**SOURCE:**

The order follows a judicial ban on the publication by newspapers of the notorious Muhammed cartoons, and a similar ban on the publication of information on the notorious Oilgate scandal by “The Mail and Guardian”. (The scandal was subsequently neutralised by a political intervention in parliament.)
Although MISA-SA does not endorse Rath’s questionable allegedly anti HIV-AIDS conduct, the manner in which he has been restrained from making public statements violates the principles of free speech and freedom of expression.
MISA-SA objects to the order just as it condemned the interdiction against newspapers publishing the Muhammed cartoons and the ban on “The Mail and Guardian”.
Presiding Judge Siraj Desai stated in his judgment that “the limited restraint on free speech, resulting from the order I make, is not directed at stopping the respondents from participating in a debate of immense public importance. The restraint is directed at the manner in which the respondents have chosen to participate in the debate and the methods they chose to employ”.
MISA-SA contends that the plaintiffs from the Treatment Action Campaign had another, more appropriate legal recourse available by which to deal with Rath’s “defamatory” statements: to sue him for defamation, which would have silenced him without violating the principle of free speech.

Named-object pointing entries:
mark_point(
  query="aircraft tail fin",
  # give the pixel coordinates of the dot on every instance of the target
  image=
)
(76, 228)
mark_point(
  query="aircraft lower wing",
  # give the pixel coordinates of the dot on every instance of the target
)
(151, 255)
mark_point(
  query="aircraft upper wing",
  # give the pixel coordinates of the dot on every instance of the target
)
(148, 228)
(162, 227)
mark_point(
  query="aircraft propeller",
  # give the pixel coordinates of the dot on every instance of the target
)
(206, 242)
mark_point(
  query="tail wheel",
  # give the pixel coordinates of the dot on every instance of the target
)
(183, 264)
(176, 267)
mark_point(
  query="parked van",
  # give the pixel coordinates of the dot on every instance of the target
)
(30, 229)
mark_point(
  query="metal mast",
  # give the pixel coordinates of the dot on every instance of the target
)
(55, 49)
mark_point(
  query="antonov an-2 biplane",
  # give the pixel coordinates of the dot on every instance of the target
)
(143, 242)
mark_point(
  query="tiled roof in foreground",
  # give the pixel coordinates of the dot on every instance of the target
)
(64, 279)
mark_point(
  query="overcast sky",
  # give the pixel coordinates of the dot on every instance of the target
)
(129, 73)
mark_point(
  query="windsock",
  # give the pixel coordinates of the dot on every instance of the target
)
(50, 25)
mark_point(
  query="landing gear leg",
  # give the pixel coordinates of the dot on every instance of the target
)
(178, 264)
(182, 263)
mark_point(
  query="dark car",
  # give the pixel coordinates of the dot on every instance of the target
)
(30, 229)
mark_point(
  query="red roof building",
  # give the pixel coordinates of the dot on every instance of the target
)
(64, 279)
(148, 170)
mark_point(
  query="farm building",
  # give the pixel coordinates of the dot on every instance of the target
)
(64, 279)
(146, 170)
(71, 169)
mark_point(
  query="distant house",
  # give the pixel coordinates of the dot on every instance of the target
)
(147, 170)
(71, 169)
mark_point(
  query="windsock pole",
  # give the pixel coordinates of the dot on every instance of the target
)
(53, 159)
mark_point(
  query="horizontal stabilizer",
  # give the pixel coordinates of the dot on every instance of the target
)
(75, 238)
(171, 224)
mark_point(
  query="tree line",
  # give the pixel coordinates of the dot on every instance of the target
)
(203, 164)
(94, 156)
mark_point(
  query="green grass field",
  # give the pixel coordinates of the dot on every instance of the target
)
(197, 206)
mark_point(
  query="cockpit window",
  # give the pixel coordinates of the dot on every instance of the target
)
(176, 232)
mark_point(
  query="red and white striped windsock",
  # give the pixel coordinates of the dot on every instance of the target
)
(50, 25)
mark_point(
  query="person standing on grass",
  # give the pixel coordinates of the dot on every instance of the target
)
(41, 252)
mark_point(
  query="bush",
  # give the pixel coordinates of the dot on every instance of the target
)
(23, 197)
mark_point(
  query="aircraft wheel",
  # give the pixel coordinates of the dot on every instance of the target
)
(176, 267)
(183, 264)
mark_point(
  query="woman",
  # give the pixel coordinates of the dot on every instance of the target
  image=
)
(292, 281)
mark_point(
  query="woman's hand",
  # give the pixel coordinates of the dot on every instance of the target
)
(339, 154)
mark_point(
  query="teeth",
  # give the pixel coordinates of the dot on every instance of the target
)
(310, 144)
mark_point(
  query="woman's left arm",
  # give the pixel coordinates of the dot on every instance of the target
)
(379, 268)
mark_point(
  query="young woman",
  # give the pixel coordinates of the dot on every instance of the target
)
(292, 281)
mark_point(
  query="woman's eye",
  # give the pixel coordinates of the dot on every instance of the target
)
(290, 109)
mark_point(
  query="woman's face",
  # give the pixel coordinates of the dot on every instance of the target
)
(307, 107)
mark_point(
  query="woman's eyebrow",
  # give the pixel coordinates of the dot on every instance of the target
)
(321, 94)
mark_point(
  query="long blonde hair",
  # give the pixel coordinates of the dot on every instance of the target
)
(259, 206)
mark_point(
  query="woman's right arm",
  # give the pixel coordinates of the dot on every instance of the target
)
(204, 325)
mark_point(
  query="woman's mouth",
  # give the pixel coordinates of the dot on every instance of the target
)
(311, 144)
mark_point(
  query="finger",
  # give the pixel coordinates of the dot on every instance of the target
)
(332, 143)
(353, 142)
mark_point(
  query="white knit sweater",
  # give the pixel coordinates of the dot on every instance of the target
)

**INSTRUCTIONS FOR THE TASK:** Pick up the MISA-SA statement on the court order against Rath after its final sentence and keep writing it. These entries come from a separate source.

**OUTPUT OF THE EXERCISE:**
The principle of freedom of expression was upheld in an earlier ruling on 17 February 2006 by Justice Fritz van Oosten in the Johannesburg High Court. Van Oosten rejected an application by Johannesburg coin dealer Bert Gemelgo and his company, Solid Gold Consultants, SA, seeking to prevent the “Saturday Star” newspaper from publishing a report about Gemelgo’s business practices, ruling that it was understood that freedom of the press was a cornerstone of a strong democracy” and that the Johannesburg High Court would “jealously guard such principles”.
Gemelgo had argued that the report accused him of fraud but the judge found nothing in the report that was either unfair or untrue.
MISA-SA calls on the judiciary to recognise that the imposition of court bans on the publication of information, whether by the media or other means, undermines the values of the Constitution, especially when complainants have other remedies at their disposal to seek redress of wrongs.